### SUPPLIED ENTRIES
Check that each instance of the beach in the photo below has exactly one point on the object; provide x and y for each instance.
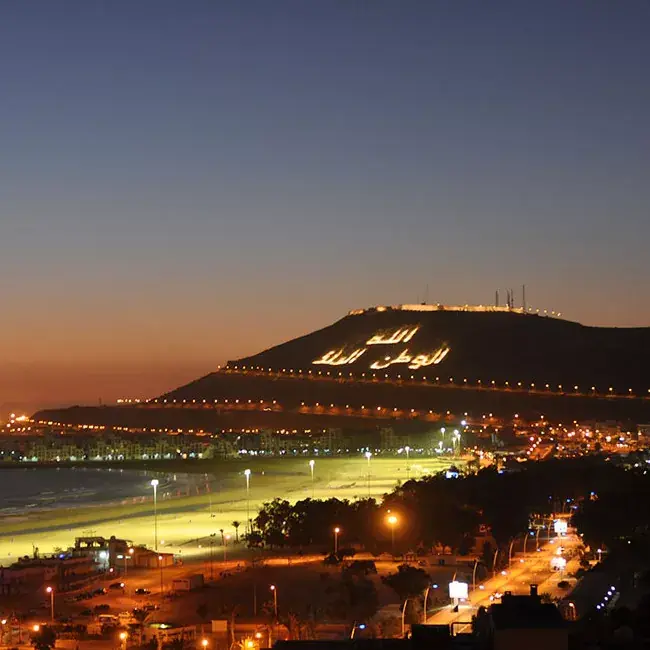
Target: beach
(191, 507)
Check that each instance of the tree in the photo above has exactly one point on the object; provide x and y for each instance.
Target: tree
(254, 540)
(407, 582)
(44, 639)
(140, 615)
(354, 598)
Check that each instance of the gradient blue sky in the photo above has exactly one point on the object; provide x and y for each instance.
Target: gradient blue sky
(184, 182)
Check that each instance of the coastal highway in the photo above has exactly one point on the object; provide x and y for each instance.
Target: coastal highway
(533, 568)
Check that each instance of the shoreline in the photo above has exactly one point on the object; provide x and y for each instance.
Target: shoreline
(184, 520)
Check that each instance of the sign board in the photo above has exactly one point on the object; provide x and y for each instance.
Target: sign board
(561, 527)
(458, 589)
(558, 563)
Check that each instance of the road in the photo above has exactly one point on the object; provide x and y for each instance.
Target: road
(533, 568)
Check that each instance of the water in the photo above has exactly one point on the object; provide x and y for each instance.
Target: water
(29, 489)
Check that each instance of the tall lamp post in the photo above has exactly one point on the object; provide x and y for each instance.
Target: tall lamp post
(50, 590)
(311, 467)
(407, 449)
(274, 589)
(154, 485)
(247, 474)
(392, 522)
(368, 455)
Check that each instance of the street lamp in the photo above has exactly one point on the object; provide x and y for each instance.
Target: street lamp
(426, 598)
(368, 455)
(274, 589)
(392, 522)
(407, 449)
(154, 485)
(50, 590)
(247, 474)
(311, 467)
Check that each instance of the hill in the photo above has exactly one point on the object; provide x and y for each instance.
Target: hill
(412, 362)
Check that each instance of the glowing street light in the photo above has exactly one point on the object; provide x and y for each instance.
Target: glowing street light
(407, 449)
(274, 589)
(50, 590)
(392, 522)
(368, 455)
(154, 485)
(311, 467)
(247, 474)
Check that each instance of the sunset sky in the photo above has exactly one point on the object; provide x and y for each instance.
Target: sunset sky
(183, 183)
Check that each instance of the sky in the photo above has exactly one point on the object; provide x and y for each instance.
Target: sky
(183, 183)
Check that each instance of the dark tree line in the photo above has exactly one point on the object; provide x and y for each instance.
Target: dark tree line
(609, 503)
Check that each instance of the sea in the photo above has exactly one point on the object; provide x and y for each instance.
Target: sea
(28, 489)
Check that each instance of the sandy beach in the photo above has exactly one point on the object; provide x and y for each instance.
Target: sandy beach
(184, 522)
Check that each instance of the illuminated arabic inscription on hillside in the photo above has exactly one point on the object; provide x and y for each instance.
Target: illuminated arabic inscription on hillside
(339, 357)
(400, 335)
(414, 361)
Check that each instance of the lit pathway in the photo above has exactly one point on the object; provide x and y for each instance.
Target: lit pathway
(533, 568)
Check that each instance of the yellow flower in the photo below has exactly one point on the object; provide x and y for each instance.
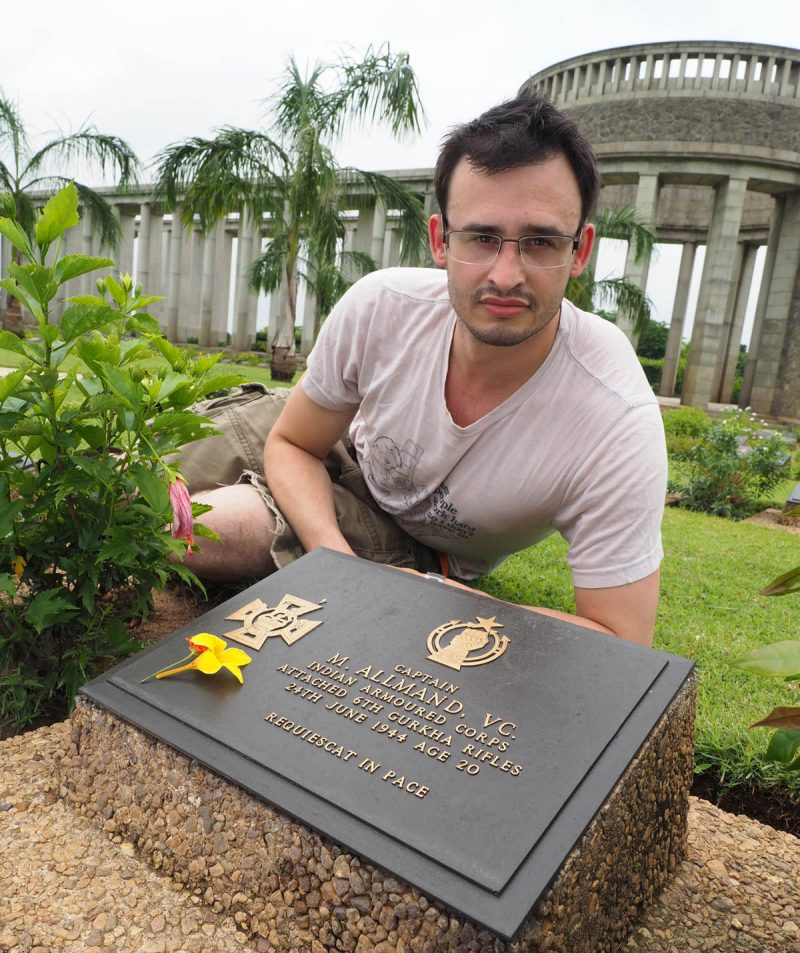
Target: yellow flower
(209, 654)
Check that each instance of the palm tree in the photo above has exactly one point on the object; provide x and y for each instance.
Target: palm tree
(290, 174)
(609, 296)
(23, 171)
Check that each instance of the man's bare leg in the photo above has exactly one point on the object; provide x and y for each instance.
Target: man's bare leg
(245, 527)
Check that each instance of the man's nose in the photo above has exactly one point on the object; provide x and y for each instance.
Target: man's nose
(507, 268)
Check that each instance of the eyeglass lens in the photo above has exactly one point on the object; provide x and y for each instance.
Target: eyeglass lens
(539, 251)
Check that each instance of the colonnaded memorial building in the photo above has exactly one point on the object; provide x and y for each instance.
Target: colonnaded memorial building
(703, 138)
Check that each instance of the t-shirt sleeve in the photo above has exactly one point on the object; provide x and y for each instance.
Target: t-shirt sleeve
(612, 521)
(333, 375)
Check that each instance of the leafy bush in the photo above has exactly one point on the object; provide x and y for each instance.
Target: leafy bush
(652, 367)
(86, 422)
(734, 464)
(680, 446)
(686, 422)
(652, 341)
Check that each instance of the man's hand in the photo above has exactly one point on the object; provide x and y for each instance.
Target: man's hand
(293, 456)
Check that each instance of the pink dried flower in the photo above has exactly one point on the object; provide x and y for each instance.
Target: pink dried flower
(182, 521)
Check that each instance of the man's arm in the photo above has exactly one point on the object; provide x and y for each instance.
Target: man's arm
(293, 456)
(626, 611)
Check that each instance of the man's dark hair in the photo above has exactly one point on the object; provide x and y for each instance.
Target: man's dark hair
(527, 130)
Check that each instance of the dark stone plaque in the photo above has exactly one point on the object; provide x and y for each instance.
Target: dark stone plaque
(462, 743)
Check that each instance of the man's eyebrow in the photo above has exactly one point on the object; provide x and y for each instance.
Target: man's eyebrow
(528, 229)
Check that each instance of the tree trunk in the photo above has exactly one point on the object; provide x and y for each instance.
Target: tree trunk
(284, 363)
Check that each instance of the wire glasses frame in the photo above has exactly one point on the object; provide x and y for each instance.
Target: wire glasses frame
(537, 251)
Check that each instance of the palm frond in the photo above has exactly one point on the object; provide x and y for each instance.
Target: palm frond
(268, 270)
(580, 290)
(624, 297)
(108, 152)
(412, 223)
(12, 130)
(298, 103)
(378, 88)
(627, 225)
(238, 169)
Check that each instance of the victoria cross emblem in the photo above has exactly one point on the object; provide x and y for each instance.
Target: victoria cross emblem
(260, 621)
(464, 648)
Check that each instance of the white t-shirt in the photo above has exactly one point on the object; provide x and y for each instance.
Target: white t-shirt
(578, 449)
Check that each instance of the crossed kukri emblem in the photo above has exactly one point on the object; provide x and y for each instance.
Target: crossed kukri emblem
(260, 622)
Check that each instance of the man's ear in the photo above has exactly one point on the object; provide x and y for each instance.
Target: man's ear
(436, 236)
(581, 257)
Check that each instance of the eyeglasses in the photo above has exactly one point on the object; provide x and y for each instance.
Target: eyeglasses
(536, 251)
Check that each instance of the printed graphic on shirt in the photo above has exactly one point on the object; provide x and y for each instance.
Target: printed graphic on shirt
(442, 516)
(391, 469)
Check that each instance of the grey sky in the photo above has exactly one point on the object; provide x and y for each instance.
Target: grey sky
(161, 71)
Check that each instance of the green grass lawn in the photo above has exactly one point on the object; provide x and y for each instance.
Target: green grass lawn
(711, 612)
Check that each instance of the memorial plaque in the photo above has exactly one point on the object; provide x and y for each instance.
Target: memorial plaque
(462, 743)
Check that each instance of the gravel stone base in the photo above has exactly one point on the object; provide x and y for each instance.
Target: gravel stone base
(68, 886)
(286, 885)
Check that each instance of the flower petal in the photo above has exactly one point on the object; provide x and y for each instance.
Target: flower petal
(234, 657)
(182, 520)
(205, 640)
(208, 663)
(234, 670)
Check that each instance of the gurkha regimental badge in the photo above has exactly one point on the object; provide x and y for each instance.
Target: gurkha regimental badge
(473, 637)
(260, 621)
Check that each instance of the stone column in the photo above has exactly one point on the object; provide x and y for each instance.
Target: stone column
(176, 241)
(278, 301)
(143, 247)
(718, 275)
(157, 265)
(244, 258)
(309, 317)
(124, 255)
(223, 252)
(189, 298)
(86, 283)
(207, 285)
(636, 271)
(775, 225)
(729, 355)
(378, 232)
(5, 258)
(669, 372)
(776, 375)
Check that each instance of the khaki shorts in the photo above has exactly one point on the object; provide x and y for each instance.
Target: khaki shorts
(235, 455)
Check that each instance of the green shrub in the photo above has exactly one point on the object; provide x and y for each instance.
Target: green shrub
(652, 341)
(85, 492)
(732, 466)
(680, 446)
(686, 422)
(652, 367)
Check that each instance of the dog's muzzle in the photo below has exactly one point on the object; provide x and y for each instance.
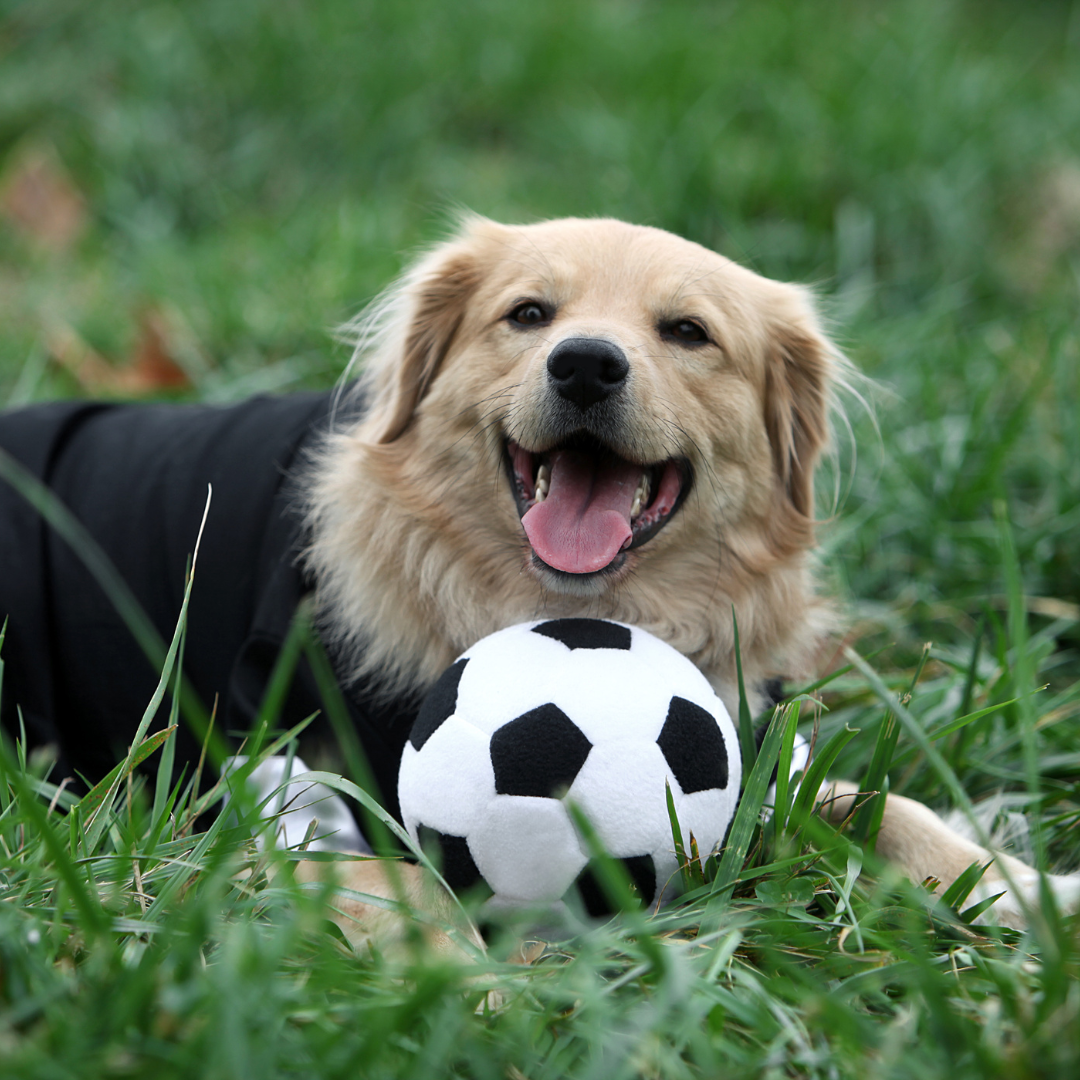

### DESCRIPTION OF THE TASK
Convert every line of the material above into a JSON list of strings, one string per line, omitting blank lines and leaving out the pictures.

### THE REPLY
[
  "Check that each instance of the beach in the photo below has exactly one point on the object; provide x and y for each instance.",
  "Target: beach",
  "(191, 507)",
  "Check that each instance of the tree in the photo above has exactly one point on the object; provide x and y for each instance.",
  "Target: tree",
  "(254, 540)",
  "(407, 582)",
  "(44, 639)",
  "(140, 615)",
  "(354, 598)",
  "Check that each instance of the gradient blue sky in the photo above has exactly one point on the object; provide x and y for each instance.",
  "Target: gradient blue sky",
  "(184, 182)",
  "Check that each instance of the coastal highway in the photo above has exactly one point on the object; provide x and y for each instance.",
  "Target: coastal highway",
  "(533, 568)",
  "Check that each instance of the shoreline in the photo above has exactly one point on the object; provide x and y for each instance.",
  "Target: shoreline",
  "(184, 520)",
  "Check that each instance of the sign board in the photo above has exactly one point on the object; provide x and y for each instance.",
  "Target: sign board",
  "(561, 527)",
  "(458, 589)",
  "(558, 563)",
  "Check that each instance of the road in the photo above has exactly one point on the object; provide x and y for each instance.",
  "Target: road",
  "(533, 568)",
  "Check that each instance of the water in the photo above has exactly one point on the object; provide x and y for each instance.",
  "Target: water",
  "(29, 489)",
  "Check that each instance of the tall lamp post in the photo above has exactly one point on the object; provide x and y for each instance.",
  "Target: tall lamp post",
  "(50, 590)",
  "(311, 467)",
  "(407, 449)",
  "(274, 589)",
  "(154, 485)",
  "(247, 474)",
  "(392, 522)",
  "(368, 455)",
  "Check that each instance of the street lamp in the photo above has exactly one point on the object; provide x and y for each instance.",
  "Target: street lamp",
  "(426, 598)",
  "(368, 455)",
  "(274, 589)",
  "(392, 522)",
  "(407, 449)",
  "(154, 485)",
  "(50, 590)",
  "(247, 474)",
  "(311, 467)",
  "Check that each instance of the hill in the photo above has exactly one point on the object; provide x and y for each instance.",
  "Target: hill",
  "(412, 362)",
  "Check that each instance of the glowing street light in the photo above has exactly one point on the object; provide x and y for each instance.",
  "Target: glowing street light",
  "(407, 449)",
  "(274, 589)",
  "(50, 590)",
  "(392, 522)",
  "(368, 455)",
  "(154, 485)",
  "(311, 467)",
  "(247, 474)",
  "Check that each instance of the sunset sky in the photo above has exactly one point on the object; provide x and y for each instance.",
  "Target: sunset sky",
  "(183, 183)",
  "Check that each instance of the sky in the photo above has exactly one point on the object; provide x and y for each instance.",
  "Target: sky",
  "(183, 183)",
  "Check that each instance of the dark tree line in the photo above has exactly one point on the object; provide x and y for each instance.",
  "Target: dark tree line",
  "(609, 503)",
  "Check that each instance of the sea in the photo above has exactly one point on the object; provide x and y for each instance.",
  "Target: sea",
  "(28, 489)",
  "Check that each instance of the sandy beach in the photo above has exactly one point on the object; provide x and y for each instance.",
  "Target: sandy beach",
  "(184, 522)",
  "Check that each instance of the illuminated arabic inscription on hillside in the photo above has exactly one point on the object; provide x and y for each instance.",
  "Target: illuminated arabic inscription on hillside",
  "(339, 357)",
  "(400, 335)",
  "(414, 361)",
  "Check that each instance of the lit pathway in the photo above has exactly one point on the object; provide x and y for each instance.",
  "Target: lit pathway",
  "(533, 568)",
  "Check that each instance of the yellow flower in the photo below has exactly one point on the object; provide x and y for each instance.",
  "Target: yellow flower",
  "(209, 654)",
  "Check that each instance of the palm tree in the photo above has exactly one point on the object; provide x and y for each instance.",
  "Target: palm tree",
  "(290, 174)",
  "(609, 296)",
  "(23, 171)",
  "Check that each instance of the man's bare leg in the photo above has exactly one point on the object; provide x and y for each instance.",
  "Target: man's bare leg",
  "(245, 527)",
  "Check that each instance of the man's nose in the photo above has exactly one point on the object; provide x and y for each instance.",
  "Target: man's nose",
  "(507, 268)",
  "Check that each instance of the eyeglass lens in the photo above has exactly one point on the object; provide x and y for each instance.",
  "Target: eyeglass lens",
  "(539, 251)",
  "Check that each instance of the colonnaded memorial building in the photo above has exactly one point on the object; provide x and y for each instance.",
  "Target: colonnaded memorial building",
  "(703, 138)",
  "Check that each instance of the t-shirt sleeve in the photo above has exactly one point on the object; provide x and y for each instance.",
  "Target: t-shirt sleeve",
  "(612, 521)",
  "(333, 375)",
  "Check that each instance of the leafy bush in the photo above has exactly one point on the object; provide x and y for each instance.",
  "Target: leafy bush",
  "(652, 367)",
  "(86, 422)",
  "(734, 464)",
  "(680, 446)",
  "(686, 422)",
  "(652, 341)",
  "Check that each instance of the man's hand in the photo above has exactly one point on the object; provide x and y for each instance.",
  "Target: man's hand",
  "(293, 456)",
  "Check that each instance of the pink dried flower in the photo above has exactly one point on the object; provide x and y for each instance.",
  "Target: pink dried flower",
  "(182, 521)",
  "Check that each instance of the man's arm in the photo above has exactly one point on the object; provide x and y for each instance.",
  "Target: man's arm",
  "(293, 456)",
  "(626, 611)",
  "Check that each instance of the man's dark hair in the photo above has exactly one point on the object; provide x and y for each instance.",
  "Target: man's dark hair",
  "(527, 130)",
  "Check that each instance of the dark stone plaque in the photo above has exactly one point on the object; provide x and y for each instance.",
  "Target: dark stone plaque",
  "(462, 743)",
  "Check that each instance of the man's eyebrow in the photo above has exactly one point on the object; provide x and y for each instance.",
  "Target: man's eyebrow",
  "(528, 229)",
  "Check that each instance of the tree trunk in the photo above has exactly one point on the object; provide x and y for each instance.",
  "Target: tree trunk",
  "(284, 363)",
  "Check that each instance of the wire glasses frame in the photo above has exactly one point on the object; provide x and y for each instance.",
  "Target: wire glasses frame",
  "(537, 251)",
  "Check that each instance of the palm frond in the photo above has exactly one point on the object; provide x and y for each instance.",
  "Target: palm frond",
  "(268, 270)",
  "(580, 290)",
  "(624, 297)",
  "(108, 152)",
  "(412, 223)",
  "(12, 130)",
  "(298, 103)",
  "(378, 88)",
  "(627, 225)",
  "(238, 169)",
  "Check that each instance of the victoria cross emblem in the photo above has exactly one point on the object; provide x and y for each instance.",
  "Target: victoria cross emblem",
  "(260, 621)",
  "(464, 648)",
  "Check that each instance of the white t-shirt in the photo above has exactly one point on the object; provide x and y for each instance.",
  "Target: white t-shirt",
  "(578, 449)",
  "Check that each instance of the crossed kukri emblem in the photo above has exactly one point on the object; provide x and y for each instance.",
  "Target: crossed kukri emblem",
  "(260, 622)",
  "Check that each instance of the man's ear in the photo above has exactly one point on the object; provide x and y for each instance.",
  "Target: man's ear",
  "(436, 236)",
  "(581, 257)",
  "Check that each instance of the eyeglasses in the photo above has exactly one point on the object; provide x and y for each instance.",
  "Target: eyeglasses",
  "(536, 251)",
  "Check that each instance of the printed graphic on shirt in the photo above has exactly one point on the object; provide x and y for each instance.",
  "Target: printed graphic on shirt",
  "(442, 516)",
  "(391, 469)",
  "Check that each instance of the grey sky in the photo above has exactly one point on the object; provide x and y for each instance.",
  "Target: grey sky",
  "(161, 71)",
  "Check that each instance of the green grass lawn in the photo above has exactly one point on the object; provide x and y for each instance.",
  "Target: green grass lawn",
  "(711, 612)",
  "Check that each instance of the memorial plaque in the photo above has exactly one point on the object; provide x and y for each instance.",
  "Target: memorial plaque",
  "(462, 743)",
  "Check that each instance of the gravel stone base in the photo above has exactly one point on the object; provide x and y for each instance.",
  "Target: gravel stone base",
  "(68, 886)",
  "(286, 885)",
  "Check that each instance of the flower petal in the photo above has exactly one point on the object; provide x and y for each instance.",
  "Target: flower petal",
  "(234, 657)",
  "(182, 520)",
  "(205, 640)",
  "(208, 663)",
  "(234, 670)",
  "Check that each instance of the gurkha regimental badge in the photo above has exactly one point on the object; provide x and y for each instance.",
  "Target: gurkha regimental badge",
  "(473, 637)",
  "(260, 621)",
  "Check that each instance of the stone column in the photo above has exactly one point on the object; provide x and y for each instance.",
  "Target: stone column",
  "(176, 241)",
  "(278, 301)",
  "(143, 247)",
  "(718, 275)",
  "(157, 265)",
  "(244, 258)",
  "(309, 317)",
  "(124, 255)",
  "(223, 252)",
  "(189, 298)",
  "(86, 283)",
  "(207, 285)",
  "(636, 271)",
  "(775, 225)",
  "(729, 355)",
  "(378, 232)",
  "(5, 258)",
  "(669, 372)",
  "(776, 375)",
  "Check that each instance of the khaki shorts in the photo above has exactly one point on the object; provide x and y for each instance.",
  "Target: khaki shorts",
  "(235, 455)",
  "Check that each instance of the green shrub in the photo above has exactly one point on the object; provide x and y for each instance.",
  "Target: green shrub",
  "(652, 341)",
  "(85, 492)",
  "(732, 466)",
  "(680, 446)",
  "(686, 422)",
  "(652, 367)",
  "Check that each instance of the dog's muzzle in the photo below has exactly one point on the object; provide x and y for each instance."
]